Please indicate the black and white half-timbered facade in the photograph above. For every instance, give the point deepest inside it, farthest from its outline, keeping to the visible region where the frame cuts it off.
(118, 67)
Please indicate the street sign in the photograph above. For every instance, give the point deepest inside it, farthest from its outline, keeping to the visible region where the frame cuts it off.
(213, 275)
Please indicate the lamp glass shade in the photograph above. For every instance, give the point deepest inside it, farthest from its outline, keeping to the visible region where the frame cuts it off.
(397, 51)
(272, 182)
...
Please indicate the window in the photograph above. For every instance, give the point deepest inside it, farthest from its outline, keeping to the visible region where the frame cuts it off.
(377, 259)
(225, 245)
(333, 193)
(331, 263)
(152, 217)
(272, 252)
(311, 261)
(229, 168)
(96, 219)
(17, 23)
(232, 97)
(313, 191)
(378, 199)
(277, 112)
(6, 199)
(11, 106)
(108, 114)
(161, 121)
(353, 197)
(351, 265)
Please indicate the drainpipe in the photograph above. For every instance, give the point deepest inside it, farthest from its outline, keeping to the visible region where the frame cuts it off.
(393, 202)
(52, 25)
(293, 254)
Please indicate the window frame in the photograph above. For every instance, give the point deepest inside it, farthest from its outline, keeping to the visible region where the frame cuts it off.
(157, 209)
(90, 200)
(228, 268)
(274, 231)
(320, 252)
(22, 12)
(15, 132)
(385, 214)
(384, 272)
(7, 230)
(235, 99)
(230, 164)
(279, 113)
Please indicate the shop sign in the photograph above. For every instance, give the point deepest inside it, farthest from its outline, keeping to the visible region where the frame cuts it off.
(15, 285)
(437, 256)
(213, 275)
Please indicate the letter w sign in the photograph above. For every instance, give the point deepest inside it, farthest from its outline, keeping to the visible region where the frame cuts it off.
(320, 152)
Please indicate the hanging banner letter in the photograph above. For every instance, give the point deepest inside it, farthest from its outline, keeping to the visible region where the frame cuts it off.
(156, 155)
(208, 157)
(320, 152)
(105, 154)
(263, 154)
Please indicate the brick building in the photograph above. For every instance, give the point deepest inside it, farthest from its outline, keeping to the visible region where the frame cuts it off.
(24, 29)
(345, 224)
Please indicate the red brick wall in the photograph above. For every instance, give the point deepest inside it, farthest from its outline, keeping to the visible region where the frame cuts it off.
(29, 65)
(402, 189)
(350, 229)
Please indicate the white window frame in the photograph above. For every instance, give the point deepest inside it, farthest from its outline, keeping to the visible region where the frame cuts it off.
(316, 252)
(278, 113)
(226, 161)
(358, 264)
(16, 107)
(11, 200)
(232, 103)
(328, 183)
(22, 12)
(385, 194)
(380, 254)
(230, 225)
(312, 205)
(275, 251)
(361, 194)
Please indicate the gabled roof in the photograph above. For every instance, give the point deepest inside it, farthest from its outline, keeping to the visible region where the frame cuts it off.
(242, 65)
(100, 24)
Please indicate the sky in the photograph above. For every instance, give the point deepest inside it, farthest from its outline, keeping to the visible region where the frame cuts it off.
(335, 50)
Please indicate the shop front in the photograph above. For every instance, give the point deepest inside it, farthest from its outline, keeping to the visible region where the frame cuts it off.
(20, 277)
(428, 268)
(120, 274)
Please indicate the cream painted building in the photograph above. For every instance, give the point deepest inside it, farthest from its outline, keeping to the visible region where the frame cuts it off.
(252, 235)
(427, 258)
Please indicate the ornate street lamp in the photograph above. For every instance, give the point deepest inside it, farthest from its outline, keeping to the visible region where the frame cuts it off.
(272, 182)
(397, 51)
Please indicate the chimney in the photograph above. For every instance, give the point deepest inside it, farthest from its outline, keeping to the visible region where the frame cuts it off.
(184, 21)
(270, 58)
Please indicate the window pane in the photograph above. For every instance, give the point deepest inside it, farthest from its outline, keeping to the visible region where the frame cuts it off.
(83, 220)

*Directions for this task*:
Find each line of the listing above containing the word "shop" and copy those lines out in full.

*Output*:
Please indicate the shop sign in the photograph above. For every instance, give the point deepest inside it, farthest from its outline, keeping to the visible region where the frame cuts it off.
Please indicate the shop front in the photograph above. For every instance, give the point deepest inside it, farthest from its outline, keeping to the visible region where the frame cuts it off.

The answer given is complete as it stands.